▶ **TASK TO CARRY OUT**
Can you put every line of the records below into a numbered list, with blank lines and pictures left out?

▶ **GIVEN RECORDS**
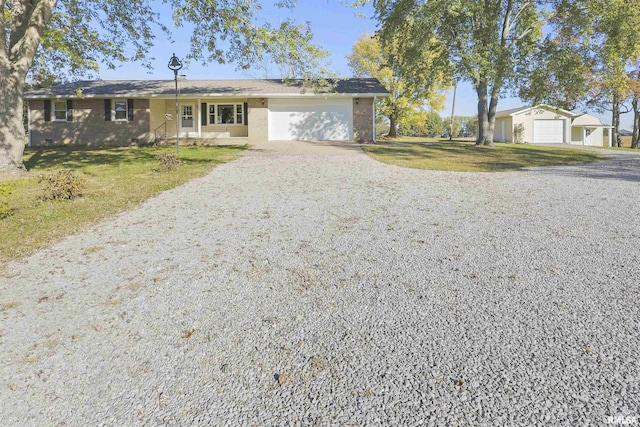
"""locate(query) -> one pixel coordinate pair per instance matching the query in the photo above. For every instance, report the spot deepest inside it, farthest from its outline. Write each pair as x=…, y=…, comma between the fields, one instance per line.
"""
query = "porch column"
x=199, y=110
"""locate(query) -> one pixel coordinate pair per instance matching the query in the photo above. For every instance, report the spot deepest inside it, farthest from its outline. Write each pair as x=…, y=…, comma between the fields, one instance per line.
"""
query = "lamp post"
x=175, y=65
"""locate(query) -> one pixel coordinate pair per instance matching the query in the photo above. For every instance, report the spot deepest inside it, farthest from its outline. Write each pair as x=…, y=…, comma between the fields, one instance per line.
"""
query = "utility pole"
x=453, y=109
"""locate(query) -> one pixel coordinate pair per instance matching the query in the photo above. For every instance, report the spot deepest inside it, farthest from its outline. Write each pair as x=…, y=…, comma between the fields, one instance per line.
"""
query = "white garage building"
x=543, y=124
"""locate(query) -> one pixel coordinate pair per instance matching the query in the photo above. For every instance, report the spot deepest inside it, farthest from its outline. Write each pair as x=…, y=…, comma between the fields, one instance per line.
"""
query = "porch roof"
x=208, y=88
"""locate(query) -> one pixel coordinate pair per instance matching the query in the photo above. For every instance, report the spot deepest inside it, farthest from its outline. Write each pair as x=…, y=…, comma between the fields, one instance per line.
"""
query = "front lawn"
x=116, y=179
x=463, y=156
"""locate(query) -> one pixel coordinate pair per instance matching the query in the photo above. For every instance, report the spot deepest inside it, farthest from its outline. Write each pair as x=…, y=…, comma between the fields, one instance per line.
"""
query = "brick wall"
x=363, y=130
x=89, y=126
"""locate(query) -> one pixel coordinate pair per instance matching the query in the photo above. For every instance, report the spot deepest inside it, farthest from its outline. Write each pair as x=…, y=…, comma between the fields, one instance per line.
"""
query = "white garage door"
x=310, y=119
x=548, y=131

▶ **SOLUTION TO THE PROBLEM**
1. """locate(query) -> one pixel coordinate pair per instance matching the query in the photo above. For every instance, report the spot deepest inside it, farthest from its outline. Write each pair as x=…, y=…, comma between the fields, one instance per line.
2. """
3. query = "porch column"
4. x=199, y=110
5. """locate(query) -> one pixel coordinate pair per instance matching the query in the photo above. For every instance, report the spot deepest inside it, farthest from its outline. Write each pair as x=…, y=…, comma between the fields, one instance per line.
6. """
7. query = "lamp post"
8. x=175, y=65
9. """locate(query) -> one pixel coordinate pair per instance matching the query in the photo above. For every instance, report the spot deepest inside it, farthest from its outline. Write each pair as x=…, y=…, comma between the fields, one instance per line.
10. """
11. query = "utility pole"
12. x=453, y=109
13. """locate(query) -> one pixel coordinate pair per instance matching the query in the photo above. For every instance, report the spot deepest inside it, farthest from its outline. Write each pair as x=…, y=…, comma between the fields, one instance per line.
14. """
15. query = "white garage building"
16. x=543, y=124
17. """locate(query) -> one pixel coordinate pair per instance matching the query in the photo above. For every instance, report the spot deepest inside it, farthest from its outline. Write each pair as x=…, y=…, comma between the fields, one instance per line.
18. """
19. query = "porch roof"
20. x=208, y=88
21. """locate(query) -> one pixel coordinate pair per instance matching the query in the photo above. For every instance, report the spot deepest inside it, farthest from its outline. Write each pair as x=…, y=…, comma between the fields, one instance per line.
22. """
23. query = "front lawn"
24. x=116, y=179
25. x=463, y=156
26. """locate(query) -> one pixel coordinate pair per instance matching the query in the photo above. For every instance, report the spot deepest inside it, farthest from its outline. Write each pair as x=…, y=…, comma between the fields, one instance per line.
27. """
28. query = "brick wall"
29. x=363, y=130
30. x=89, y=126
31. """locate(query) -> one pixel coordinate pair per instance matching the query in the photo above. For every instance, report the spot deepest inside it, farthest from its outline. Write each pair as x=…, y=…, comma between the fields, one instance per line.
32. """
33. query = "white garage door"
34. x=310, y=119
35. x=548, y=131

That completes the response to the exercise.